**SET PROBLEM**
Convert the records, from the start of the records up to and including the line containing "117), (118, 107)]]", into a two-column CSV with the header instruction,response. Each record becomes one row, with its text under instruction and its answer under response, each in a single quoted field with line breaks replaced by spaces.
.....
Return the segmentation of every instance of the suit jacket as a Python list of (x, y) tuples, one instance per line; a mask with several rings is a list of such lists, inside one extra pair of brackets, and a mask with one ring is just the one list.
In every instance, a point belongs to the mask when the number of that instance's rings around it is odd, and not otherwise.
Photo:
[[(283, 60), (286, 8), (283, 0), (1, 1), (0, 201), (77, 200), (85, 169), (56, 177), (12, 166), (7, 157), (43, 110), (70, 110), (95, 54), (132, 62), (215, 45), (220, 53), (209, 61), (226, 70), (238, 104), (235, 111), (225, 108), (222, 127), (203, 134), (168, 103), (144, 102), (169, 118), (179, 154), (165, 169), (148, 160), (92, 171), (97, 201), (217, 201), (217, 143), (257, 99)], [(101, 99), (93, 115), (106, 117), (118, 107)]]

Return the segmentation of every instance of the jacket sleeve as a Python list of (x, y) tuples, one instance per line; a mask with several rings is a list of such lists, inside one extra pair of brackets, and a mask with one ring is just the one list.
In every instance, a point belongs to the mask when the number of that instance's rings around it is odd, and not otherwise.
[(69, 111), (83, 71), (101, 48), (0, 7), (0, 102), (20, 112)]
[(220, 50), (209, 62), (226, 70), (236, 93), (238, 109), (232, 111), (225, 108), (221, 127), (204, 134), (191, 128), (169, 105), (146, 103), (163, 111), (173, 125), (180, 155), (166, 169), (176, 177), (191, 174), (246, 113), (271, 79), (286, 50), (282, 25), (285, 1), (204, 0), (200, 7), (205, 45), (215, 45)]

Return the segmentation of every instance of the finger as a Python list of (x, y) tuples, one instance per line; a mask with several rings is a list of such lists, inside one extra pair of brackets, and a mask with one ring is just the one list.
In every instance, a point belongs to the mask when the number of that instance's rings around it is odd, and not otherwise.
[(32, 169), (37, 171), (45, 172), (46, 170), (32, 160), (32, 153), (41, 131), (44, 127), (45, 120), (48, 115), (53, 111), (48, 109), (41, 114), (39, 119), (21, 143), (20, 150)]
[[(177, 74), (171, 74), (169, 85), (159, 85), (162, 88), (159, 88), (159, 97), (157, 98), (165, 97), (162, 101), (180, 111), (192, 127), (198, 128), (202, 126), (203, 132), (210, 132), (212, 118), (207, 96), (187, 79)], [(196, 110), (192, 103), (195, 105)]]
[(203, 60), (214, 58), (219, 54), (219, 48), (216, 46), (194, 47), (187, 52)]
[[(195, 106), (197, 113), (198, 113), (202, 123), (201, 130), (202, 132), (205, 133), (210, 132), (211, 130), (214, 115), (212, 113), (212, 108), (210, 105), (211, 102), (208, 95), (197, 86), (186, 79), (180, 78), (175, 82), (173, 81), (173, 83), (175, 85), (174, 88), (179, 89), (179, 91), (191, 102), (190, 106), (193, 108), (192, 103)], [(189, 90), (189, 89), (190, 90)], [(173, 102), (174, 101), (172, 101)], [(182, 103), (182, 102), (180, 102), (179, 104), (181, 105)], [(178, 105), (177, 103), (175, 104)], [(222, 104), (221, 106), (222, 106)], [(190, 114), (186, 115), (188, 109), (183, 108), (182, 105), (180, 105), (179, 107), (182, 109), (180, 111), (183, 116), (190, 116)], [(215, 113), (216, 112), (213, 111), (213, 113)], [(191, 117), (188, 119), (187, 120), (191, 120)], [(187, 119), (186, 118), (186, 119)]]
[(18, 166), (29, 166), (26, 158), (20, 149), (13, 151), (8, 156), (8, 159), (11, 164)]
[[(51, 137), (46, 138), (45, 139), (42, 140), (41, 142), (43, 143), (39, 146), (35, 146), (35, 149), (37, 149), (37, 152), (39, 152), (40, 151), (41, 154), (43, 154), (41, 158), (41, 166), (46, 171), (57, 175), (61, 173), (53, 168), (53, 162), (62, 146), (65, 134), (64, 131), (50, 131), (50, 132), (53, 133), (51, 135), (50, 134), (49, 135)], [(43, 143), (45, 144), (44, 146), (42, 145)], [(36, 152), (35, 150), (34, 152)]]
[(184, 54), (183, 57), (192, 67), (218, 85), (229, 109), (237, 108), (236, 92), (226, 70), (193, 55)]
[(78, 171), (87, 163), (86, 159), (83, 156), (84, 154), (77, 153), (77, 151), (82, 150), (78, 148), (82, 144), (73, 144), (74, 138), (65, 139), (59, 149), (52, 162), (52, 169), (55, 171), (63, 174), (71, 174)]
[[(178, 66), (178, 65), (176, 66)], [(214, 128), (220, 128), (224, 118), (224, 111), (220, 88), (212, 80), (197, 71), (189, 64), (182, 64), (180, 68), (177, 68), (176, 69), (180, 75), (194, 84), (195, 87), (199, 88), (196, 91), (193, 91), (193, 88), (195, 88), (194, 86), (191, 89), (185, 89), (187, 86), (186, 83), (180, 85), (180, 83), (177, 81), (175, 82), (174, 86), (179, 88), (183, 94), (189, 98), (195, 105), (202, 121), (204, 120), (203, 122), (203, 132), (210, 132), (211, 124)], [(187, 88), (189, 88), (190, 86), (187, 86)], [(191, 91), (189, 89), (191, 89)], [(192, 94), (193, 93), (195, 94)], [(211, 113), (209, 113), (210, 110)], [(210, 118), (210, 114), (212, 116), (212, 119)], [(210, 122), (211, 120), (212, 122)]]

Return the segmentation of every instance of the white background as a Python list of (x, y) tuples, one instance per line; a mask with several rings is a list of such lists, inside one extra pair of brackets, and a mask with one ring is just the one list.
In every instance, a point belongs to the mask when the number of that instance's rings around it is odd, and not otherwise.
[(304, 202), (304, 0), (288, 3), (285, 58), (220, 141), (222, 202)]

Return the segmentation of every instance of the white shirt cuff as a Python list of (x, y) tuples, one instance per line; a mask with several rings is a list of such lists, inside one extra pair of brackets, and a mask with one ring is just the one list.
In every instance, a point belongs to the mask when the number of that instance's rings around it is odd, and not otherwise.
.....
**CORRECT RESPONSE**
instruction,response
"Return the segmentation of every instance of the suit jacket as a Python list of (x, y) tuples, one instance per line; a mask with several rings is a list of such lists, inside one extra pair of brackets, and a mask with one ring is just the one list. In every instance, a point belongs to the mask when the number of that instance's rings around it is odd, and not otherwise. Photo:","[[(283, 60), (286, 8), (283, 0), (1, 1), (0, 201), (77, 200), (85, 169), (56, 177), (12, 166), (7, 157), (43, 110), (70, 110), (95, 54), (132, 62), (215, 45), (220, 53), (209, 61), (226, 70), (238, 104), (235, 111), (225, 108), (222, 127), (203, 134), (168, 103), (144, 102), (169, 118), (179, 154), (165, 169), (148, 160), (92, 171), (97, 201), (217, 201), (217, 143), (257, 99)], [(101, 99), (93, 115), (106, 117), (118, 107)]]"